Supplied text:

— begin —

Performance Obligations. A performance obligation is a promise in a contract to transfer a distinct good or service to the customer, and is the unit of account in ASC Topic 606. A contract’s transaction price is allocated to each distinct performance obligation and recognized as revenue when, or as, the performance obligation is satisfied. The majority of our contracts have a single performance obligation as the promise to transfer the individual goods or services is not separately identifiable from other promises in the contracts and, therefore, not distinct. For contracts with multiple performance obligations, we allocate the contract’s transaction price to each performance obligation using our best estimate of the standalone selling price of each distinct good or service in the contract. The primary method used to estimate standalone selling price is the expected cost plus a margin approach, under which we forecast our expected costs of satisfying a performance obligation and then add an appropriate margin for that distinct good or service.
Our performance obligations are satisfied over time as work progresses or at a point in time. Revenue from products and services transferred to customers over time accounted for 71% and 70% of our revenue for the three- and six-month periods ended July 2, 2017, and 68% and 71% of our revenue for the three- and six-month periods ended July 3, 2016, respectively. Substantially all of our revenue in the defense groups is recognized over time. Typically, revenue is recognized over time using an input measure (e.g., costs incurred to date relative to total estimated costs at completion) to measure progress. Contract costs include labor, material, overhead and, when appropriate, G&A expenses.  
Revenue from goods and services transferred to customers at a point in time accounted for 29% and 30% of our revenue for the three- and six-month periods ended July 2, 2017, and 32% and 29% of our revenue for the three- and six-month periods ended July 3, 2016, respectively. The majority of our revenue recognized at a point in time is for the manufacture of business-jet aircraft in our Aerospace group. Revenue on these contracts is recognized when the customer accepts the fully outfitted aircraft.
On July 2, 2017, we had $58.6 billion of remaining performance obligations, which we also refer to as total backlog. We expect to recognize approximately 55% of our remaining performance obligations as revenue by 2018, an additional 30% by 2020 and the balance thereafter.
Contract Estimates. Accounting for long-term contracts and programs involves the use of various techniques to estimate total contract revenue and costs. For long-term contracts, we estimate the profit on a contract as the difference between the total estimated revenue and expected costs to complete a contract and recognize that profit over the life of the contract.
Contract estimates are based on various assumptions to project the outcome of future events that often span several years. These assumptions include labor productivity and availability; the complexity of the work to be performed; the cost and availability of materials; the performance of subcontractors; and the availability and timing of funding from the customer.

— end —

Stored records:
— begin —

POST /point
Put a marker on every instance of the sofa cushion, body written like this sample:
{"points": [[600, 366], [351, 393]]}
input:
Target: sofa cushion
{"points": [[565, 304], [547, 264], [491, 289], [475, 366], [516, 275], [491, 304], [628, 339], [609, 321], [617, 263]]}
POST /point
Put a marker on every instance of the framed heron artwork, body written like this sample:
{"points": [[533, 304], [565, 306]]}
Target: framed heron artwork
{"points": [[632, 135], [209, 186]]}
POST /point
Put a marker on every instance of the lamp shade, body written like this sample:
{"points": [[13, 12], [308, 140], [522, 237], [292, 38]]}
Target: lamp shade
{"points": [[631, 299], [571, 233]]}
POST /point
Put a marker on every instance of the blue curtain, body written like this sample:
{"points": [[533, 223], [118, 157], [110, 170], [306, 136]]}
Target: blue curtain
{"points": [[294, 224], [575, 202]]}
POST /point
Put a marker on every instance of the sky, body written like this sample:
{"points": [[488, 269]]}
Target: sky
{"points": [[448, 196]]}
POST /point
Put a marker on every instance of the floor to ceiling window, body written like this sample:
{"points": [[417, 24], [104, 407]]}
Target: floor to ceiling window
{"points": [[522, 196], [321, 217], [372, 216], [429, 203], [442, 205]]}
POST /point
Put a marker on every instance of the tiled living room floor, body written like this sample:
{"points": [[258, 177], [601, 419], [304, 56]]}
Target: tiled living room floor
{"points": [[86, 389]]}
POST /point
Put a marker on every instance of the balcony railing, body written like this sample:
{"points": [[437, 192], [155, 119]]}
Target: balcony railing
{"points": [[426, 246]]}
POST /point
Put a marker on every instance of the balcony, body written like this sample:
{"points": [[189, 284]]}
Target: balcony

— end —

Required tasks:
a - Answer these questions from the revenue recognition text:
(i) What is the primary method used to estimate standalone selling price?
(ii) What amount of remaining performance obligations was there on July 2, 2017?
(iii) When is revenue on the business-jet aircraft contracts recognized?
b - Reproduce the revenue recognition text from "On July 2, 2017, we" to "the balance thereafter.".
The lines have no part in this work.

Exercise responses:
a -
(i) The expected cost plus a margin approach.
(ii) $58.6 billion.
(iii) When the customer accepts the fully outfitted aircraft.

b -
On July 2, 2017, we had $58.6 billion of remaining performance obligations, which we also refer to as total backlog. We expect to recognize approximately 55% of our remaining performance obligations as revenue by 2018, an additional 30% by 2020 and the balance thereafter.